** Begin SELECTED TEXT **

[Gluster-devel] recovery

Krishna Srinivas krishna at zresearch.com
Tue Mar 6 19:45:29 UTC 2007


Hi Mic,

> If you are using a failover pair, is it possible to just copy all files
> from it's mirror and bring a unit back online? I realize any file
> changes will result in errors but is this reasonable?
> Is there an ETA on the resync tool?

You can use rsync for now. We will definitely have a tool to
do this job (it can be tracked from road map wiki page)

>
> Another failover-related question we had was : are there any plans to
> all a parity unit to the Stripe Translator (A raid 3 scheme) ? It seemed
> the next logical progression.

We do not have any plans as of now.

>
> Thanks for all the great work!
> -Mic
>
>
> Krishna Srinivas wrote:
>> Hi Christpher,
>>
>> On 3/6/07, Christopher Hawkins <chawkins at veracitynetworks.com> wrote:
>>> The last fellow to post mentioned recovery... I have a question also:
>>> If I
>>> had several storage servers and a number of clients accessing them,
>>> and I
>>> were to lose a storage server, how best to bring it back online? I
>>> would be
>>> using AFR to keep multiple copies of all files, so I know the cluster
>>> will
>>> not lose data. But when the node goes down, does the AFR translator
>>> figure
>>> out by itself that instead of the 3x copies I specified, there are
>>> now only
>>> 2x because I lost a storage node? Or does it only evaluate that at file
>>> creation time?

** End SELECTED TEXT **

:: TASK 1 ::
Report how many lines of the records contain the string "panel", treating case as significant, and give only the number.
:: TASK 2 ::
Please resume the mailing-list thread on storage server recovery from the point where it stops.

** Begin RECORDS SUPPLIED **

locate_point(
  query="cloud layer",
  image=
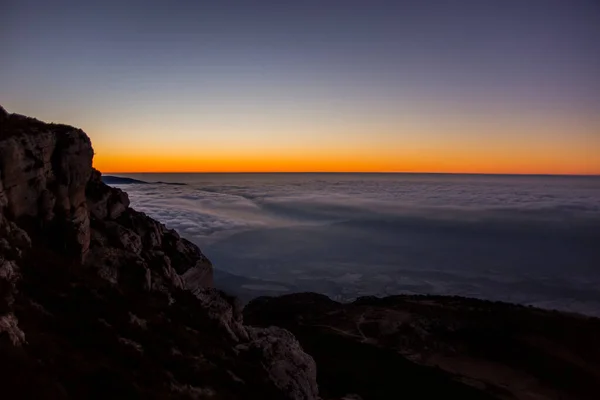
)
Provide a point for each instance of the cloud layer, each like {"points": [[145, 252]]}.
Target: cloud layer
{"points": [[531, 240]]}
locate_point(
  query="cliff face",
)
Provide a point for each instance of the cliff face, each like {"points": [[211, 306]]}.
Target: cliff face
{"points": [[99, 300], [426, 346]]}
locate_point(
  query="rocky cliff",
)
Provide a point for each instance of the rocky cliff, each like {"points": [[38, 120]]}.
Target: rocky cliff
{"points": [[429, 347], [98, 300]]}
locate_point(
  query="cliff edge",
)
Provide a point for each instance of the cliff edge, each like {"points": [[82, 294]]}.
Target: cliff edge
{"points": [[98, 300]]}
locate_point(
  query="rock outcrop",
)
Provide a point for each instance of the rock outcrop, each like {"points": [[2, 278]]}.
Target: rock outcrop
{"points": [[439, 347], [98, 300]]}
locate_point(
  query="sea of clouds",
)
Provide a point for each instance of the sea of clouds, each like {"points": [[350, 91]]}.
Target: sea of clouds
{"points": [[530, 240]]}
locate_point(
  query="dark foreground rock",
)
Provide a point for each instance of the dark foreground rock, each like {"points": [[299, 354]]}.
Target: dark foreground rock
{"points": [[98, 300], [422, 347]]}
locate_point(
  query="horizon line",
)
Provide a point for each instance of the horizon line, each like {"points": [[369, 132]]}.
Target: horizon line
{"points": [[355, 172]]}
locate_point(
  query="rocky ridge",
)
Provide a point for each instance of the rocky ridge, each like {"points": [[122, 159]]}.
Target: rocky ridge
{"points": [[432, 343], [98, 300]]}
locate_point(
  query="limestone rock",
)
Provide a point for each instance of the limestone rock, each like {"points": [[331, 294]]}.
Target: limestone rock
{"points": [[98, 300]]}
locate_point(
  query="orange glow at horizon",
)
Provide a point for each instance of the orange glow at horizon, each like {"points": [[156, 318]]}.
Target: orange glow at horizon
{"points": [[514, 162]]}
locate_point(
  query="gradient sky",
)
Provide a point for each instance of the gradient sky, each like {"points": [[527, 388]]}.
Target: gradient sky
{"points": [[509, 86]]}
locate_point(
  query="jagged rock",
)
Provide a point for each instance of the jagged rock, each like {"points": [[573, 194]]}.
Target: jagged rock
{"points": [[98, 300], [439, 347]]}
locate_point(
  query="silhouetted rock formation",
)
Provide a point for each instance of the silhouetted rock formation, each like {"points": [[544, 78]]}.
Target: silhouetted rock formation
{"points": [[98, 300], [386, 348]]}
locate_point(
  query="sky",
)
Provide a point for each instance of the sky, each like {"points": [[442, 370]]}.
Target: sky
{"points": [[474, 86]]}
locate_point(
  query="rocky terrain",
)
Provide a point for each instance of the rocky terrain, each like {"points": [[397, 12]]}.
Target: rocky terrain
{"points": [[98, 300], [418, 346]]}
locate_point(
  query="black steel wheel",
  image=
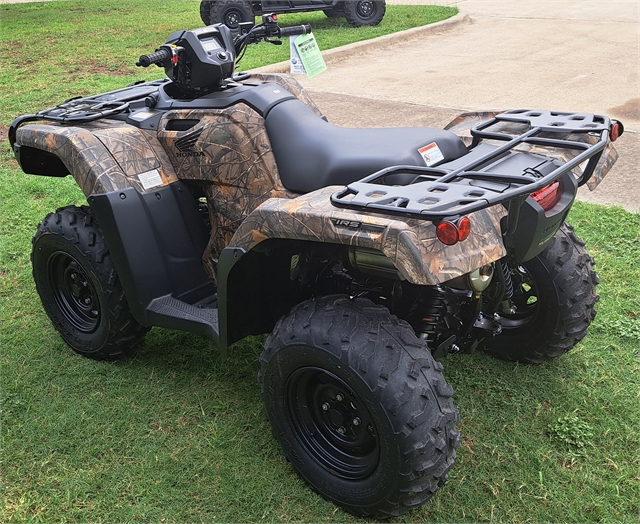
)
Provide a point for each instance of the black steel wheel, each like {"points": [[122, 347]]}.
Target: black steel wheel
{"points": [[554, 298], [333, 422], [79, 286], [359, 405], [229, 13], [364, 12]]}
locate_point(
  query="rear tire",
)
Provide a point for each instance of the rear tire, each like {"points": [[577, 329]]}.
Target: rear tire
{"points": [[362, 13], [359, 405], [79, 286], [555, 295]]}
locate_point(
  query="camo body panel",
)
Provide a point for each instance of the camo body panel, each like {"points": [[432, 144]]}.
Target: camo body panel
{"points": [[102, 157], [464, 122], [411, 244], [232, 159]]}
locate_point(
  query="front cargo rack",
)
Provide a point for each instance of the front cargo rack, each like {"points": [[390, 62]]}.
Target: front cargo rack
{"points": [[491, 175]]}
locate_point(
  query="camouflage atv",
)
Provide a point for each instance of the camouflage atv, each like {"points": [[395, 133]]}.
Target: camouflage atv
{"points": [[224, 204]]}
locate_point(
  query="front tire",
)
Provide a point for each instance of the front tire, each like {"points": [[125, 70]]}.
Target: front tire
{"points": [[359, 405], [79, 286], [555, 295]]}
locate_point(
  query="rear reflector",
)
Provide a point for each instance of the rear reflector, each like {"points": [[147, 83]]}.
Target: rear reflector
{"points": [[548, 196], [450, 233], [616, 131], [464, 228]]}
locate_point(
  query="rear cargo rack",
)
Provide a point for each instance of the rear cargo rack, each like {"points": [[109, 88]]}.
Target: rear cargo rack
{"points": [[491, 176]]}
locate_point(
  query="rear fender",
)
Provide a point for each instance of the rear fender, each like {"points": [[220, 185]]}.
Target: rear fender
{"points": [[410, 244]]}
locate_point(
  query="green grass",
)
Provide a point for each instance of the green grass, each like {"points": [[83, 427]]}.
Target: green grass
{"points": [[176, 435]]}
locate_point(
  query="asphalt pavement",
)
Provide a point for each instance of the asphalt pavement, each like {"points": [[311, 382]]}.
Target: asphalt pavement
{"points": [[562, 55]]}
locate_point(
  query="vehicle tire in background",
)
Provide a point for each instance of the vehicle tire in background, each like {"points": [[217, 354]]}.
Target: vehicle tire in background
{"points": [[364, 12], [227, 12], [336, 11]]}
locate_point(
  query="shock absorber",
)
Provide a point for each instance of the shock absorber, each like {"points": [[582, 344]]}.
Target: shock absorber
{"points": [[431, 311], [507, 305]]}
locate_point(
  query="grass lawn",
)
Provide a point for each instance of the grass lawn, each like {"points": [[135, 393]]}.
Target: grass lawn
{"points": [[176, 435]]}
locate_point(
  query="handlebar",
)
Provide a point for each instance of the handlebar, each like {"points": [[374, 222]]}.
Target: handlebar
{"points": [[157, 57]]}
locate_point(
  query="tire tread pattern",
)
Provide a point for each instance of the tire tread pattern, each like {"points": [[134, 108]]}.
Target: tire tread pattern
{"points": [[402, 376]]}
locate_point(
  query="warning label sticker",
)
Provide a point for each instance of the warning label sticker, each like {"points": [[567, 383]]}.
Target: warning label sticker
{"points": [[150, 179], [431, 154]]}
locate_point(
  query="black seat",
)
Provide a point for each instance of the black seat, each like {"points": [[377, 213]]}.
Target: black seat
{"points": [[311, 153]]}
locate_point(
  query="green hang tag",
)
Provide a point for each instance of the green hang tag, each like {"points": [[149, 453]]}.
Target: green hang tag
{"points": [[310, 55]]}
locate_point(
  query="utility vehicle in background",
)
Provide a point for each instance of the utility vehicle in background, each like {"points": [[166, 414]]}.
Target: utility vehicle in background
{"points": [[358, 13]]}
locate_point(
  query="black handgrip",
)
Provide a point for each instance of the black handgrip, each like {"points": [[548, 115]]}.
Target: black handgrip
{"points": [[295, 30], [154, 58]]}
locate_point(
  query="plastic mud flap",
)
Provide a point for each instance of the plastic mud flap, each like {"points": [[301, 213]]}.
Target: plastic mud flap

** End RECORDS SUPPLIED **

:: EXPECTED OUTPUT 1 ::
3

:: EXPECTED OUTPUT 2 ::
>>
>> AFR is nothing but implementation of open, read, write, getattr etc
>> calls
>> It calls these functions on its children, if the child is down, the
>> function
>> (from protocol/client) returns ENOTCONN to AFR which is ignored.
>> So AFR does not care if a child is down/up, it is up to the child
>> translator
>> to pass on these calls to the servers if they are up.
>>
>>> And when I bring the storage node back, say it takes me two
>>> days to fix it, I assume I should probably wipe the drives so as not to
>>> introduce old copies of files that are now out of date (or does AFR
>>> update
>>> them)? And the ALU scheduler will start using the blank space more
>>> heavily
>>> for new writes, because it is preferred as "less used" and the
>>> storage use
>>> will eventually even out again?
>>
>> As of now we do not have any tool to get the new machine to be updated
>> with
>> other AFR servers. It is on our task list.
>>
>>>
>>> Thanks for any answers!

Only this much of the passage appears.